**Tekst**
Hij waarschuwt zijn zoon: kom in godsnaam veilig thuis. En nog eens: kom heelhuids naar mij terug. En nog eens: beland niet in de statistieken. Dichter en spoken word-artiest Marc Bamuthi Joseph (45) weet dat dit in Amerika niet vanzelfsprekend is. Zijn zoon van zestien betreedt met deze leeftijd automatisch zijn eerste periode van etnische profilering: vanaf nu kan hij overal ‘als potentiële verdachte’ worden gezien. Omdat hij zwart is.

Joseph kent de cijfers: een op de vier zwarte mannen belandt in de gevangenis. Daarom maakt hij zijn zoon bewust, bijvoorbeeld van zijn rijhouding. Met je handen in stand ‘tien-voor-twee’ hoef je het stuur maar los te laten en je handpalmen te tonen, om razendsnel te laten zien dat je ongewapend bent. Tegelijk voelt Joseph hoe verkeerd dit bewustzijn is. Een jongen van zestien moet niet als reflex in die beladen houding van overgave schieten. Een opgeschoten tiener zou zich niet altijd en overal voorbeeldig moeten hoeven te gedragen.

Geëxtraheerde gegevens

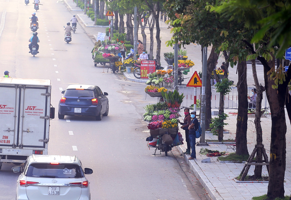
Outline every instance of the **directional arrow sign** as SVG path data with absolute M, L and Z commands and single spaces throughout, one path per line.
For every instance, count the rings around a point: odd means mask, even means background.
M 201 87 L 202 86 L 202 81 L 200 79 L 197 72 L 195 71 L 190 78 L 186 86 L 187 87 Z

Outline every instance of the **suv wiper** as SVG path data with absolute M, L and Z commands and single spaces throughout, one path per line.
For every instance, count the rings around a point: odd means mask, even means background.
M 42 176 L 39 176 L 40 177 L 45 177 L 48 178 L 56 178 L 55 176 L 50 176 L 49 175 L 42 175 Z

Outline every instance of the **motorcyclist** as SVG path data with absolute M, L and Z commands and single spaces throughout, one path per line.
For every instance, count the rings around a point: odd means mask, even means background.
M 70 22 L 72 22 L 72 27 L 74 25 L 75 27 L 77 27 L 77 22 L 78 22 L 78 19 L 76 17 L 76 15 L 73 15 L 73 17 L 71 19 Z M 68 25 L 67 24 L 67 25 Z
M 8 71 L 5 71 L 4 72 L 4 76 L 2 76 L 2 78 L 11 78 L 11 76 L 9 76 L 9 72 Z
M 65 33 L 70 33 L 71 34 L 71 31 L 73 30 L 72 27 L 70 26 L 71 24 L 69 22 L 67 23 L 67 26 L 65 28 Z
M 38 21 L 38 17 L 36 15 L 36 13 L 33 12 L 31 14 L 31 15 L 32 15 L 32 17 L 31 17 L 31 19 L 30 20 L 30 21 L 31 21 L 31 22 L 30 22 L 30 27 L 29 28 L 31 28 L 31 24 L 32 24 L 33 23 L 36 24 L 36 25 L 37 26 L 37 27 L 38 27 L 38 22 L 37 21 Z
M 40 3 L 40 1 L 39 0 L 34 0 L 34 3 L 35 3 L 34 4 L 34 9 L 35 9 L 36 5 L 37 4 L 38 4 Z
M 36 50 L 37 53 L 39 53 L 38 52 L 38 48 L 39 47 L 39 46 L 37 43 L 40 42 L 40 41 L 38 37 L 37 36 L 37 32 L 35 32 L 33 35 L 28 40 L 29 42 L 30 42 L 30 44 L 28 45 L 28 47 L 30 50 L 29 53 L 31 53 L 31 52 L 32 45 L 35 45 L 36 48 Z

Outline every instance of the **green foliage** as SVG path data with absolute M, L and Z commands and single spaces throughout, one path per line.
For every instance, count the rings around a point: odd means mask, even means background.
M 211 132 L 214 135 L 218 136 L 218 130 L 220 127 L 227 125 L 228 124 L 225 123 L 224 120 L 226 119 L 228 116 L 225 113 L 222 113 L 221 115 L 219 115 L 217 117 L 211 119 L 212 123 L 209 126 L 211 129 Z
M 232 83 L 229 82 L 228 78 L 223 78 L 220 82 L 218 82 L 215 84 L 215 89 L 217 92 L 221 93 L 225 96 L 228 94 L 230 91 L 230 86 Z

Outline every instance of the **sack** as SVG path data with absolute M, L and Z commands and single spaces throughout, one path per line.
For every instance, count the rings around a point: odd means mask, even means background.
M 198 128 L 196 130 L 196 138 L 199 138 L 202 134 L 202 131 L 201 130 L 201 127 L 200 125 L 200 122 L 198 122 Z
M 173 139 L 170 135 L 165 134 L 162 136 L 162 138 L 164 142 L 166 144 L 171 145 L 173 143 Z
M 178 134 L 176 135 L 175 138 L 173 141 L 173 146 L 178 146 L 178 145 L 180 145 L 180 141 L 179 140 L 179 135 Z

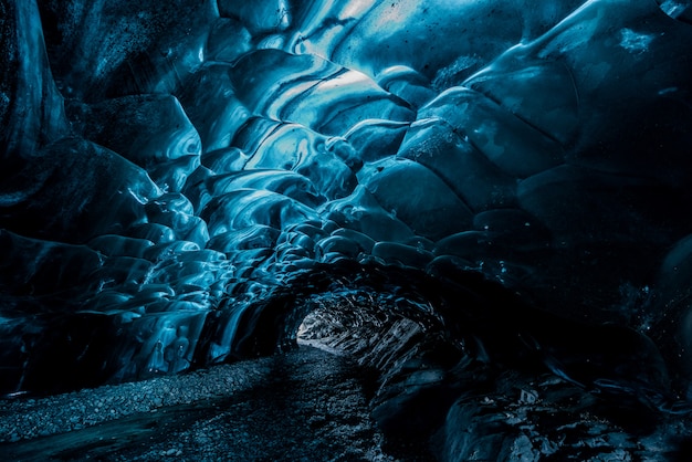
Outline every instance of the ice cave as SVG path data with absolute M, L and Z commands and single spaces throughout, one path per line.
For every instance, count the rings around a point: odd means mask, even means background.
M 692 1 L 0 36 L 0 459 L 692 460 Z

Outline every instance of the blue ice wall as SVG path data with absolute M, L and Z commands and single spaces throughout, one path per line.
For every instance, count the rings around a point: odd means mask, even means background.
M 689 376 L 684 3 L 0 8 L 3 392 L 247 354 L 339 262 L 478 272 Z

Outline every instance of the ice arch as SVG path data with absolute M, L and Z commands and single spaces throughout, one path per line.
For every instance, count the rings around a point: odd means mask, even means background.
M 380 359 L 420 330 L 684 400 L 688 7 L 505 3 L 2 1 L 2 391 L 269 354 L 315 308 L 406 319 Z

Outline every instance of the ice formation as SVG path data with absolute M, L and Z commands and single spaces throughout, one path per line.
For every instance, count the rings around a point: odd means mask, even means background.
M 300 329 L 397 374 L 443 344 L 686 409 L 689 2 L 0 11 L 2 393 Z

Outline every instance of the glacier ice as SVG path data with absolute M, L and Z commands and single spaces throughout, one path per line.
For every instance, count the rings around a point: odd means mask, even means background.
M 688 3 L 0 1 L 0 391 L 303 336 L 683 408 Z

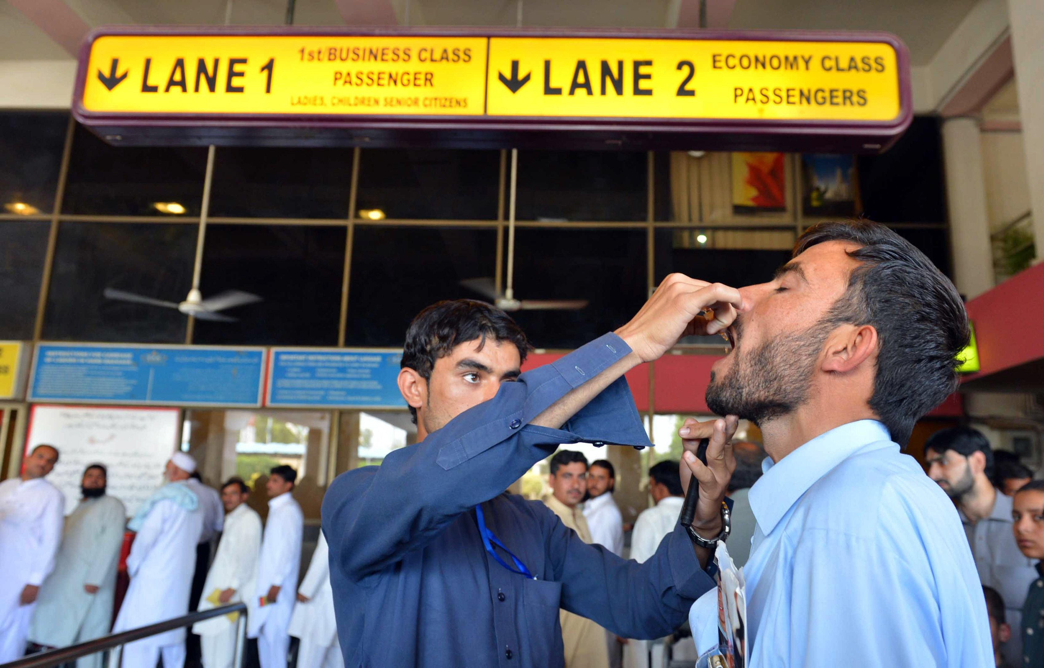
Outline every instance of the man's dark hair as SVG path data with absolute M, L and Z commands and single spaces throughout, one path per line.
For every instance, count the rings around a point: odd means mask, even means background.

**Probleemomschrijving**
Herhaal de volledige tekst over Marc Bamuthi Joseph en zijn zoon woord voor woord.

**Antwoord**
Hij waarschuwt zijn zoon: kom in godsnaam veilig thuis. En nog eens: kom heelhuids naar mij terug. En nog eens: beland niet in de statistieken. Dichter en spoken word-artiest Marc Bamuthi Joseph (45) weet dat dit in Amerika niet vanzelfsprekend is. Zijn zoon van zestien betreedt met deze leeftijd automatisch zijn eerste periode van etnische profilering: vanaf nu kan hij overal ‘als potentiële verdachte’ worden gezien. Omdat hij zwart is.

Joseph kent de cijfers: een op de vier zwarte mannen belandt in de gevangenis. Daarom maakt hij zijn zoon bewust, bijvoorbeeld van zijn rijhouding. Met je handen in stand ‘tien-voor-twee’ hoef je het stuur maar los te laten en je handpalmen te tonen, om razendsnel te laten zien dat je ongewapend bent. Tegelijk voelt Joseph hoe verkeerd dit bewustzijn is. Een jongen van zestien moet niet als reflex in die beladen houding van overgave schieten. Een opgeschoten tiener zou zich niet altijd en overal voorbeeldig moeten hoeven te gedragen.